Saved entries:

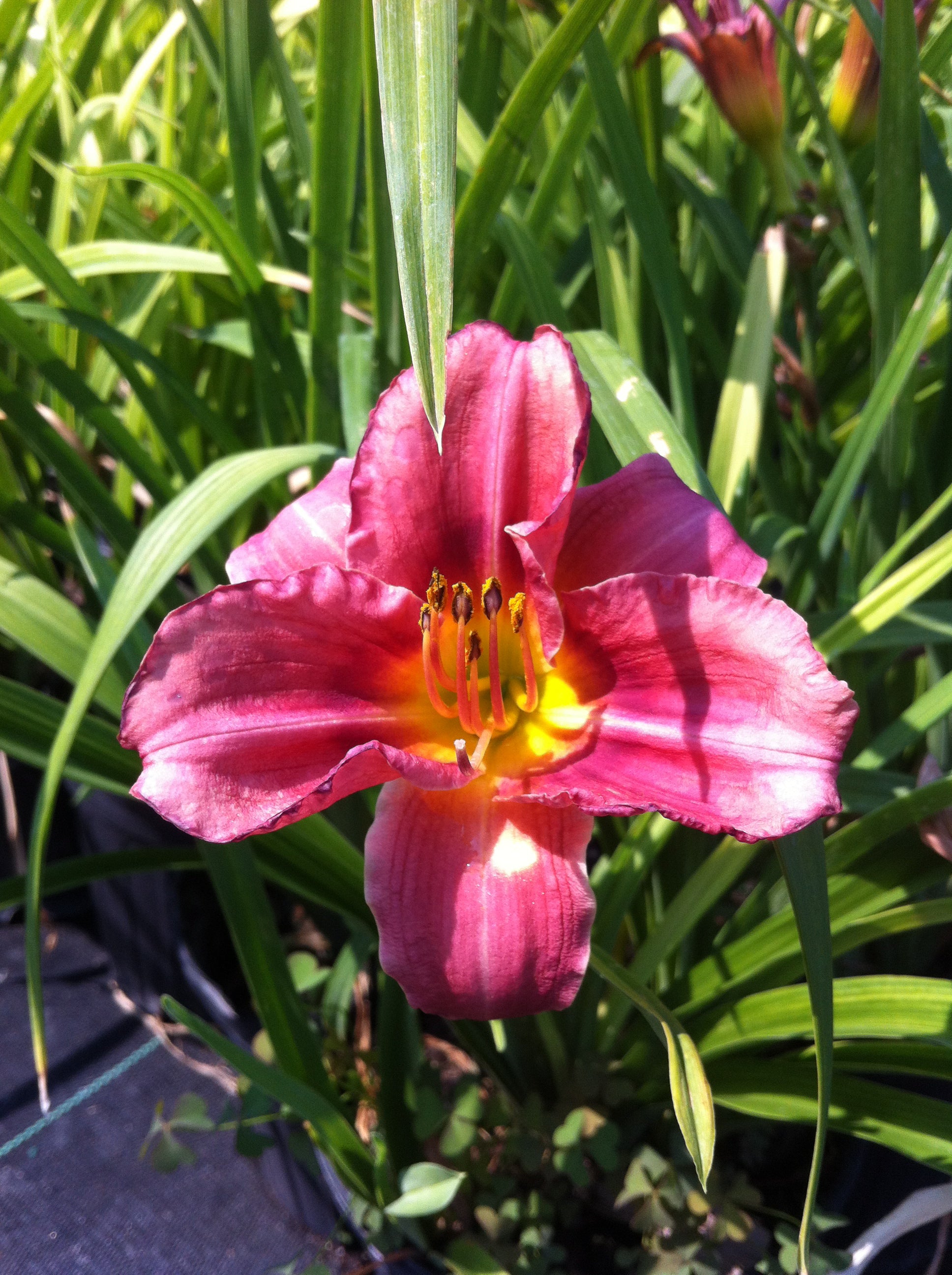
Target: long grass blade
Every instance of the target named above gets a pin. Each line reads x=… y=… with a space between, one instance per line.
x=416 y=44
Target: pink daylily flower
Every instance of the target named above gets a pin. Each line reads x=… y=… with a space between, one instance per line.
x=509 y=657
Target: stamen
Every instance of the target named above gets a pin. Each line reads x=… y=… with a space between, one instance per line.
x=462 y=605
x=516 y=614
x=462 y=611
x=436 y=597
x=436 y=593
x=426 y=620
x=476 y=651
x=492 y=605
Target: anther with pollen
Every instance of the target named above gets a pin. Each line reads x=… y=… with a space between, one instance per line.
x=436 y=597
x=516 y=614
x=492 y=605
x=462 y=611
x=426 y=625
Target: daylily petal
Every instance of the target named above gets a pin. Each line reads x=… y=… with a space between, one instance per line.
x=699 y=698
x=686 y=42
x=483 y=907
x=516 y=432
x=310 y=531
x=262 y=703
x=647 y=519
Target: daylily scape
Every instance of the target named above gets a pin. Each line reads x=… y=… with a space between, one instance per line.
x=505 y=652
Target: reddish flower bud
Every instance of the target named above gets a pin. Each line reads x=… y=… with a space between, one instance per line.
x=857 y=90
x=735 y=53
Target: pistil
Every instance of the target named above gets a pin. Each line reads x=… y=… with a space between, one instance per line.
x=516 y=612
x=492 y=604
x=476 y=649
x=462 y=614
x=426 y=624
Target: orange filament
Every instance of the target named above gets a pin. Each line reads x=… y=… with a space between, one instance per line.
x=476 y=649
x=492 y=604
x=516 y=614
x=426 y=619
x=436 y=597
x=532 y=690
x=462 y=614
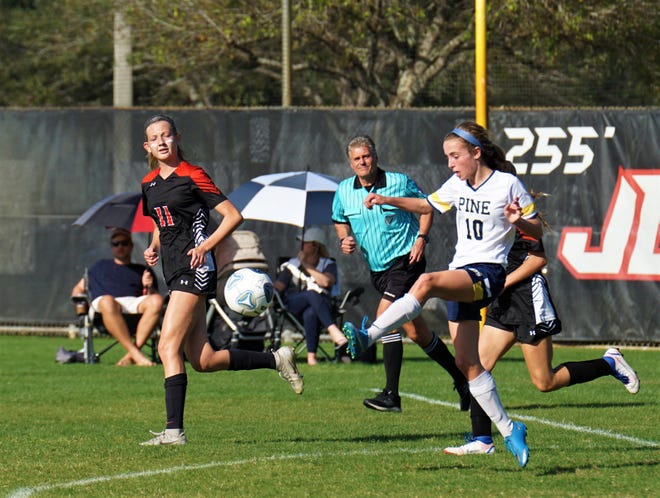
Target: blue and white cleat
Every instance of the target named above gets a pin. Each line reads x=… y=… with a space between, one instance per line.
x=358 y=340
x=621 y=370
x=516 y=443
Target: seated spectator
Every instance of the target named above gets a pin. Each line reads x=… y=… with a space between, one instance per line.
x=306 y=283
x=118 y=286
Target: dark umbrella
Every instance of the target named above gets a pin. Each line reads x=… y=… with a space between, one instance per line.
x=118 y=210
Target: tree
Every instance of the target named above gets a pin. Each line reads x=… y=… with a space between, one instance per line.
x=56 y=53
x=380 y=53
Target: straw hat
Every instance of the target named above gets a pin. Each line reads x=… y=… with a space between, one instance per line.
x=316 y=235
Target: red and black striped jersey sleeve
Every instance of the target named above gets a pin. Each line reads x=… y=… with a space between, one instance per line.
x=202 y=182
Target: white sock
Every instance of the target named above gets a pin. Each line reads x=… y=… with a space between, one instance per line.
x=484 y=390
x=400 y=311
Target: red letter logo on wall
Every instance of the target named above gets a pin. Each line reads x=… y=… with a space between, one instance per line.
x=630 y=241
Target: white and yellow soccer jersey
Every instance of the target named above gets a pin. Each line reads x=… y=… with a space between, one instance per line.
x=484 y=234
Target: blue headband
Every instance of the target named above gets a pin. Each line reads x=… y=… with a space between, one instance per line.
x=467 y=137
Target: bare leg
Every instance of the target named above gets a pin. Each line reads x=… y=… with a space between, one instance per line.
x=116 y=325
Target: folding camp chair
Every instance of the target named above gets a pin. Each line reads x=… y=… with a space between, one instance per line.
x=90 y=325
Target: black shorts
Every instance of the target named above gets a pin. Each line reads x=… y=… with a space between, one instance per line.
x=201 y=281
x=525 y=309
x=398 y=278
x=530 y=333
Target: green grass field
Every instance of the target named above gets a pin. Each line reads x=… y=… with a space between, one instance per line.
x=73 y=430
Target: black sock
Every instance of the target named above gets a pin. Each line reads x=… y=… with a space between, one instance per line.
x=175 y=400
x=392 y=359
x=586 y=371
x=240 y=359
x=438 y=352
x=480 y=421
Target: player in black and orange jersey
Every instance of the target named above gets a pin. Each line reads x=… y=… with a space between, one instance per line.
x=524 y=313
x=178 y=196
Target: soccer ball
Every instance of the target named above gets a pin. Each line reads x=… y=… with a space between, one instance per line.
x=249 y=291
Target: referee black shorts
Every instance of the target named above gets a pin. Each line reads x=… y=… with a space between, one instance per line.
x=398 y=278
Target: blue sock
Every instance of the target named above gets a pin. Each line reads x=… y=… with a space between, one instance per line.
x=484 y=439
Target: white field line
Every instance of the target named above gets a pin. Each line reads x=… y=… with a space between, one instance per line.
x=29 y=491
x=551 y=423
x=26 y=492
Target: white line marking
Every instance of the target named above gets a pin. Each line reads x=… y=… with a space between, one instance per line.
x=26 y=492
x=559 y=425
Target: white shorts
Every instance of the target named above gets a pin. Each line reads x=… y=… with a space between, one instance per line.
x=129 y=304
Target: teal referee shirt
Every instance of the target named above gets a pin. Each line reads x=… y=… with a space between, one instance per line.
x=383 y=233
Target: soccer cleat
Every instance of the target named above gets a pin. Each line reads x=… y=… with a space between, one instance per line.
x=516 y=443
x=385 y=401
x=472 y=447
x=166 y=439
x=621 y=370
x=463 y=390
x=285 y=364
x=358 y=340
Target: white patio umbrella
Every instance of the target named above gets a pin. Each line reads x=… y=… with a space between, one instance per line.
x=299 y=198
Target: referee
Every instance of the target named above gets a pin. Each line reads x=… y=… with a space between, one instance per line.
x=392 y=242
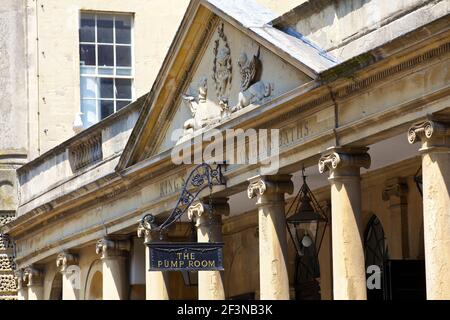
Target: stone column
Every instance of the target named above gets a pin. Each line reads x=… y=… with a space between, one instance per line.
x=209 y=229
x=395 y=192
x=67 y=264
x=273 y=272
x=22 y=290
x=435 y=149
x=35 y=279
x=114 y=253
x=156 y=282
x=343 y=164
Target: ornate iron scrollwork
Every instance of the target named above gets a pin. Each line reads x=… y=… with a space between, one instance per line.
x=203 y=176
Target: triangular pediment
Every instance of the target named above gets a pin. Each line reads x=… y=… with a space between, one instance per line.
x=216 y=67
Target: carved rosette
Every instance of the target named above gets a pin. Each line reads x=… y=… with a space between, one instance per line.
x=200 y=211
x=431 y=133
x=344 y=161
x=65 y=259
x=264 y=185
x=33 y=276
x=151 y=235
x=19 y=276
x=110 y=248
x=395 y=188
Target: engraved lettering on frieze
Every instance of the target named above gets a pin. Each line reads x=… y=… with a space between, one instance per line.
x=86 y=152
x=170 y=186
x=222 y=69
x=293 y=133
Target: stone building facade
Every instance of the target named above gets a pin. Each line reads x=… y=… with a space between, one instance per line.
x=352 y=86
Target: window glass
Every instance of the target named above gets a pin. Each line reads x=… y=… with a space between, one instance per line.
x=123 y=89
x=105 y=55
x=89 y=110
x=106 y=64
x=88 y=87
x=87 y=54
x=106 y=108
x=121 y=104
x=105 y=29
x=123 y=29
x=87 y=28
x=106 y=88
x=123 y=56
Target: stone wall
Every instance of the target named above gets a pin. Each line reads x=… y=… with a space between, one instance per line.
x=13 y=124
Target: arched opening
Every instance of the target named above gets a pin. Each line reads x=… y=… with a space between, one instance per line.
x=96 y=287
x=376 y=258
x=56 y=290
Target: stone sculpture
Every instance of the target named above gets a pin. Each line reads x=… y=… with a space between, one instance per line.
x=222 y=69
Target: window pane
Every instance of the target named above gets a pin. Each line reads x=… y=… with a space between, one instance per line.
x=106 y=71
x=123 y=29
x=88 y=87
x=106 y=108
x=123 y=89
x=105 y=29
x=121 y=104
x=123 y=71
x=89 y=110
x=87 y=70
x=105 y=56
x=106 y=88
x=123 y=56
x=87 y=28
x=87 y=54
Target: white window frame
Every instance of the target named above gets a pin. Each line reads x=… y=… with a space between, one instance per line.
x=114 y=75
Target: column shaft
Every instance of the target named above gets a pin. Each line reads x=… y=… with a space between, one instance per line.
x=273 y=273
x=114 y=256
x=349 y=278
x=209 y=229
x=435 y=138
x=156 y=282
x=68 y=266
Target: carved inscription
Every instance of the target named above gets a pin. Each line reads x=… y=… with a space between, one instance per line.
x=296 y=132
x=170 y=186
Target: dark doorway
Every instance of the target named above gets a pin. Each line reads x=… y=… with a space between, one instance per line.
x=399 y=279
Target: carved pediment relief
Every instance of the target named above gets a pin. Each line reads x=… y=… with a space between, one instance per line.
x=233 y=73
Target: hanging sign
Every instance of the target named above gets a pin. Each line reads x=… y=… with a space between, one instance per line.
x=191 y=256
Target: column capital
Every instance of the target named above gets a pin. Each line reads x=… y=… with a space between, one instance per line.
x=200 y=211
x=151 y=235
x=275 y=184
x=21 y=281
x=434 y=135
x=65 y=259
x=344 y=161
x=395 y=187
x=109 y=247
x=33 y=275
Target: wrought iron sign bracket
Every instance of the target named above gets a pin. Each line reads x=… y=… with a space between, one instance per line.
x=203 y=176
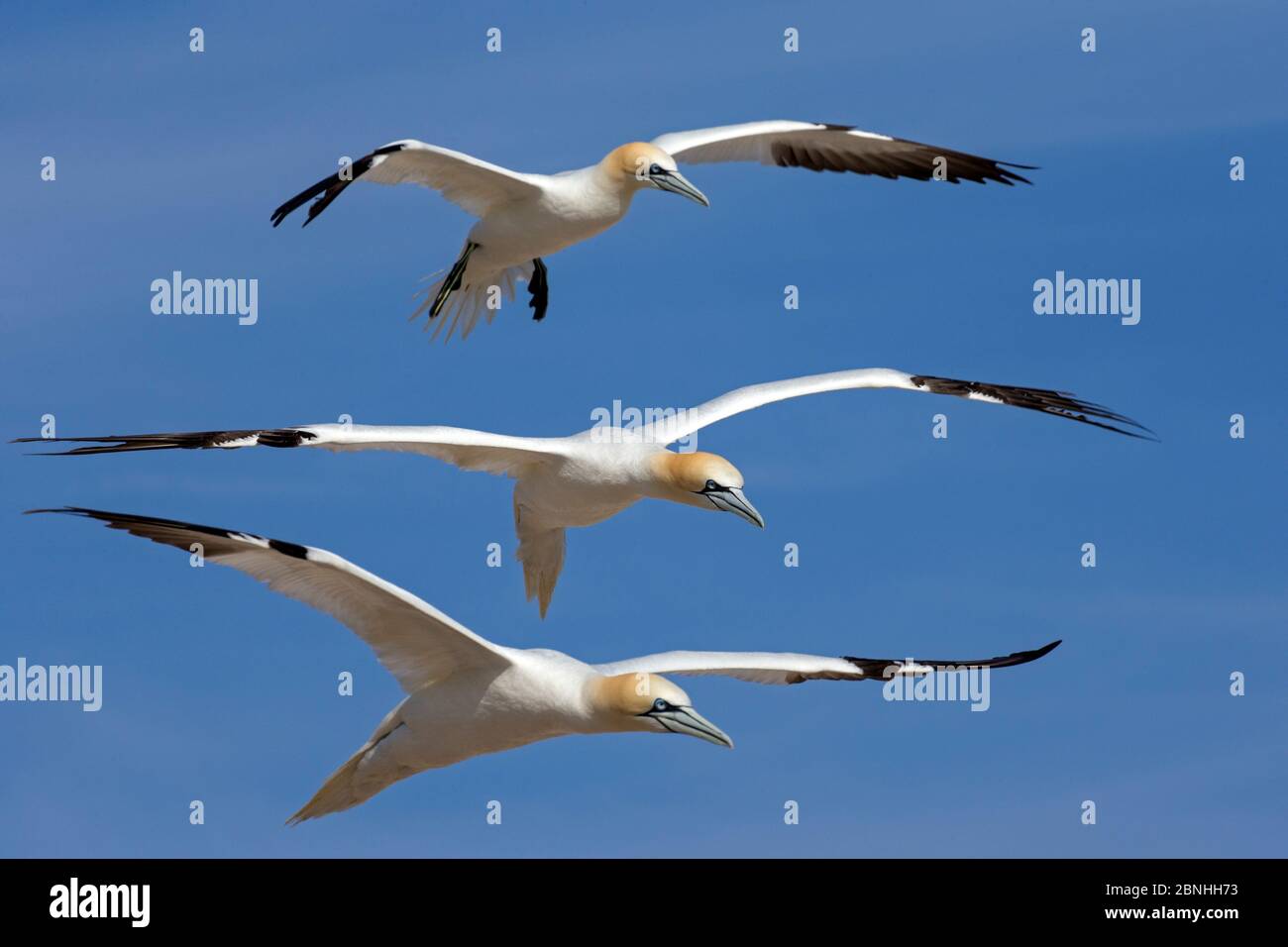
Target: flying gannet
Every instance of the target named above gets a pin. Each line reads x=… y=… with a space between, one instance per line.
x=526 y=217
x=468 y=696
x=589 y=476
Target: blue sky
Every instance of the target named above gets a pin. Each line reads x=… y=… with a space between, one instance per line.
x=219 y=690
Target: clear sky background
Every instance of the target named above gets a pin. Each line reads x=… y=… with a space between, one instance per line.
x=220 y=690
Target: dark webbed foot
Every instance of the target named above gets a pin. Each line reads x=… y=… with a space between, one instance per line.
x=540 y=290
x=454 y=279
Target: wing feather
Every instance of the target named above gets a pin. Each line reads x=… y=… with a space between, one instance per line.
x=465 y=180
x=1047 y=401
x=822 y=147
x=412 y=639
x=768 y=668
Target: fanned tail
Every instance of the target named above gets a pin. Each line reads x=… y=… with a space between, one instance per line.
x=467 y=304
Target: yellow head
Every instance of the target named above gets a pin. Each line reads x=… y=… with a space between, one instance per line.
x=639 y=165
x=702 y=479
x=649 y=702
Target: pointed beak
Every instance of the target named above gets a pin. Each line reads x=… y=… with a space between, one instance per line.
x=733 y=500
x=678 y=184
x=692 y=723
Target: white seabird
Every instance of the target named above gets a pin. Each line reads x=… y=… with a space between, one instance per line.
x=589 y=476
x=526 y=217
x=468 y=696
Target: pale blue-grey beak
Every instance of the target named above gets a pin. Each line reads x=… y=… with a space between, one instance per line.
x=733 y=500
x=678 y=184
x=690 y=722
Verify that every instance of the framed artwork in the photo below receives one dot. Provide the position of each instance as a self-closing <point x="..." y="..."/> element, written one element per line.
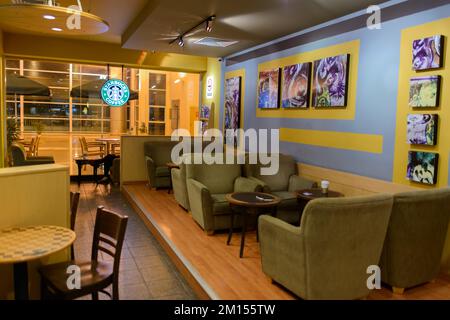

■ Task to complete
From the data, collect all lines where the string "referee" appears.

■ Answer below
Target: referee black shorts
Target: teal referee shirt
Target: referee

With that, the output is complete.